# Written problem
Carry the article on volunteering at an animal shelter forward from its last sentence, adding the next items in its numbered list.

# Extract provided
* * * *

15 Things to Know Before Volunteering at an Animal Shelter

Volunteering at an animal shelter

Volunteering at an animal shelter

Volunteering at an animal shelter can be a rewarding experience with many benefits. It also helps shelters that are low on labor continue their endless care of animals.

Shelters are not all created equal, and volunteering can be very different from one city to the next. If you’re thinking of helping out at your local shelter, there are some things you need to know before grabbing your volunteer T-shirt and diving straight in.

1. Time Commitment

Shelters may have a set schedule for their volunteers, so you might not be able to sign up for just an event or pop in when you have a free day. There might also be a minimum amount of hours to meet to keep your volunteer title, so always ask up front what’s expected of you.

One of the reasons I love my local shelter is their lack of requirements. I can stop by whenever I have free time, and they email me once per week with a list of upcoming events for which they need volunteers.

2. Training Requirements

You may be required to complete a training program or class before you can work at the shelter. Training may be given for each individual or, like at my shelter, held only once per month. Ask when the next training will be available and how long it will take.

3. Tasks Involved

This item is particularly important. What you may end up doing can be far from what you imagine.

Are you allergic to cats but not dogs, or vice versa? Do you detest poop but are happy to pass out fliers or answer the phones? There are many tasks involved for the shelter to keep running, so ask what is available and see which tasks you prefer to tackle.

4. Animal Types and Sizes

Check to see what types of animals are housed or taken in at the shelter before signing up. Most shelters have cats and dogs, but some may take in birds, rats or snakes. If you have an aversion to any type of animal, ask which ones you will be expected to assist.

* * * *

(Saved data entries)
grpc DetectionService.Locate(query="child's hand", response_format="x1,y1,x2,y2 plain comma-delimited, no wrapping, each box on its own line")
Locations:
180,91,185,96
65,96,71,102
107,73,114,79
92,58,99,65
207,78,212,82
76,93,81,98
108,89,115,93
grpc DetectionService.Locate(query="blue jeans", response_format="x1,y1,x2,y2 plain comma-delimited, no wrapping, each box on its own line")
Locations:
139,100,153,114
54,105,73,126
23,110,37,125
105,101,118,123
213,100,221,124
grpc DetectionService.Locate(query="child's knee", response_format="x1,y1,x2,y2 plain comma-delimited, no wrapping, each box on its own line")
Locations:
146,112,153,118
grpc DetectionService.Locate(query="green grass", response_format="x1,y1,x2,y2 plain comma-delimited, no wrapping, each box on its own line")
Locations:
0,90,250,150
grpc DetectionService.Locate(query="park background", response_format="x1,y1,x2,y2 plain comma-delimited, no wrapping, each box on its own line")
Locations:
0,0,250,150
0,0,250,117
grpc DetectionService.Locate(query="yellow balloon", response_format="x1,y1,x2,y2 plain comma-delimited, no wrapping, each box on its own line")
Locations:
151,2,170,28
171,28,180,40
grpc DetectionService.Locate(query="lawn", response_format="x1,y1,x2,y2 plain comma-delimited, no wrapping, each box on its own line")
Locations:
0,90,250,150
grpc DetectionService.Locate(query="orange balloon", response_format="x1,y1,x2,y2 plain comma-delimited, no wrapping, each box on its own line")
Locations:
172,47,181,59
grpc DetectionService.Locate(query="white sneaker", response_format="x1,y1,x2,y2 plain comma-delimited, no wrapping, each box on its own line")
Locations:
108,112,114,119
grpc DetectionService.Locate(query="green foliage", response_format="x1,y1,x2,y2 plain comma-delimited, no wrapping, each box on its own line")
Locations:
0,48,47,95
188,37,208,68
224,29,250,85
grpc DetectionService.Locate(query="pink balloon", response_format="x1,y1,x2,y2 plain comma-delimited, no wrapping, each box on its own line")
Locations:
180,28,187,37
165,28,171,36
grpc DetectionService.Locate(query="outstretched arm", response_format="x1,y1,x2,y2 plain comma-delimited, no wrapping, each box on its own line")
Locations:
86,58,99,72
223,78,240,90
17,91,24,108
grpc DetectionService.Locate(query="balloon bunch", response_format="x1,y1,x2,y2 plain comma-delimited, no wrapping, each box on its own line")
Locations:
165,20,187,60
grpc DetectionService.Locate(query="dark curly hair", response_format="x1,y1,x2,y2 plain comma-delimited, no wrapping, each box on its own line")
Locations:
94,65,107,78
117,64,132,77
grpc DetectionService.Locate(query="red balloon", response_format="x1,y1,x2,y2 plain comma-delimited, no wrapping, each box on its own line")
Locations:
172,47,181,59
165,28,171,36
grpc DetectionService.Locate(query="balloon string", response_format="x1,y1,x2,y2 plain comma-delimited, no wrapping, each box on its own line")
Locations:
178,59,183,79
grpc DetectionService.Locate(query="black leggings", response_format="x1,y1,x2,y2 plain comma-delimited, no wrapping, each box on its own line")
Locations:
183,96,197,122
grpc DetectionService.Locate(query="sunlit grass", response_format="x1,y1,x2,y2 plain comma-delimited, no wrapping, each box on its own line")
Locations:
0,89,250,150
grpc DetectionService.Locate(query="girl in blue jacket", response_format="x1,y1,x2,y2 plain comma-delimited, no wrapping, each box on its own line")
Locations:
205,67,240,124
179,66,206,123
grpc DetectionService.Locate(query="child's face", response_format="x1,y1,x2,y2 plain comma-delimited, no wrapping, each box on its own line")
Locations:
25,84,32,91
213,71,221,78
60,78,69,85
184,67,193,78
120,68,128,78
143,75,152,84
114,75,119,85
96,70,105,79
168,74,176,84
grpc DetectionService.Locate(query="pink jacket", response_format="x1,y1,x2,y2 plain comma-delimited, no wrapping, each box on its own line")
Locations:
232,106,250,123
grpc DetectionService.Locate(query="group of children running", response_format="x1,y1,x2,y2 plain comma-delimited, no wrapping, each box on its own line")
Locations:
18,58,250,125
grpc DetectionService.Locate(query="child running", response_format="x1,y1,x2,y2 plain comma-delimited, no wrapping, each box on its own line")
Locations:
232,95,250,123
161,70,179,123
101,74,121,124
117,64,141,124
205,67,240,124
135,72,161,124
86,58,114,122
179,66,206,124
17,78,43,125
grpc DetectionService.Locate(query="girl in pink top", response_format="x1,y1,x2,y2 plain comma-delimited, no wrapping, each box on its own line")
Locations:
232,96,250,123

* * * *

# The answer
Some shelters, like mine, have separate buildings for cats and dogs. One volunteer was fearful of large dogs, but she was happy to help maintain the cat cottage for hours each day. With any luck, your shelter will have something that fits your preferences perfectly.

5. Weather Conditions

Indoor areas are normally climate-controlled, but you may have to work in outdoor areas or runs for the animals. Extreme heat or cold may be possible depending on your location, so be prepared to work with the elements or request indoor-only work.

6. Accident and Injury Policy

You may be volunteering at your own risk. Some facilities may require you to sign a waiver so that they will not be held liable if you are injured or involved in an accident. If this is a major concern for you, ask about it in advance.

7. Equipment Use

Different types of equipment may be required for certain jobs. Ask about the tools you will need to perform for your volunteering duties in case it’s something unexpected. Office work uses pretty standard equipment, but you might need to use pressure washers or construction equipment.

8. Noise Level

Even though shelters may take excellent care of their animals, even my own facility can be ear splitting with nonstop barking at times. The cat cottage is much quieter, but if noise is a concern you might want to ask where you will be working and with which animals. Ear plugs are not an unusual sight.

9. Scared Animals

Not every animal at the shelter is used to being there or enjoys their surroundings, and they may be just as scared of you as you are of them. As you get to know the animals, they can become more comfortable around you. If you are unsure about approaching an animal, ask a shelter employee for assistance first. Accidents can and do happen, and sometimes a scratch or bite is just a very scared animal’s way of trying to protect itself.

10. Applications

Shelters may require you to complete a paper or online application before you can be considered for volunteer work. These applications can vary greatly; some may ask for basic information such as your address or phone number, while others may require employment history, references and more. Ask for a sample application if it’s required, and feel free to ask questions about the information they are requesting.

11. Allergies

Even if your duties restrict you to an office, being inside an animal shelter is a sure bet that you will come into contact with pet hair and dander. This shouldn’t deter you, though; there are plenty of ways you can help the shelter without having to be inside. Graphic design, passing out handbills, volunteering at a fundraiser and more are all great ways to get involved without the fur flying by your nose.

12. Volunteer Overload

Shelters can be overflowing with volunteers sometimes, and they may not need or want to take on additional volunteers. Don’t fret. Check around at other shelters or call rescue organizations to see if they can use some help. This could be anything from working with the animals to doing graphic design or helping them advertise available animals for adoption.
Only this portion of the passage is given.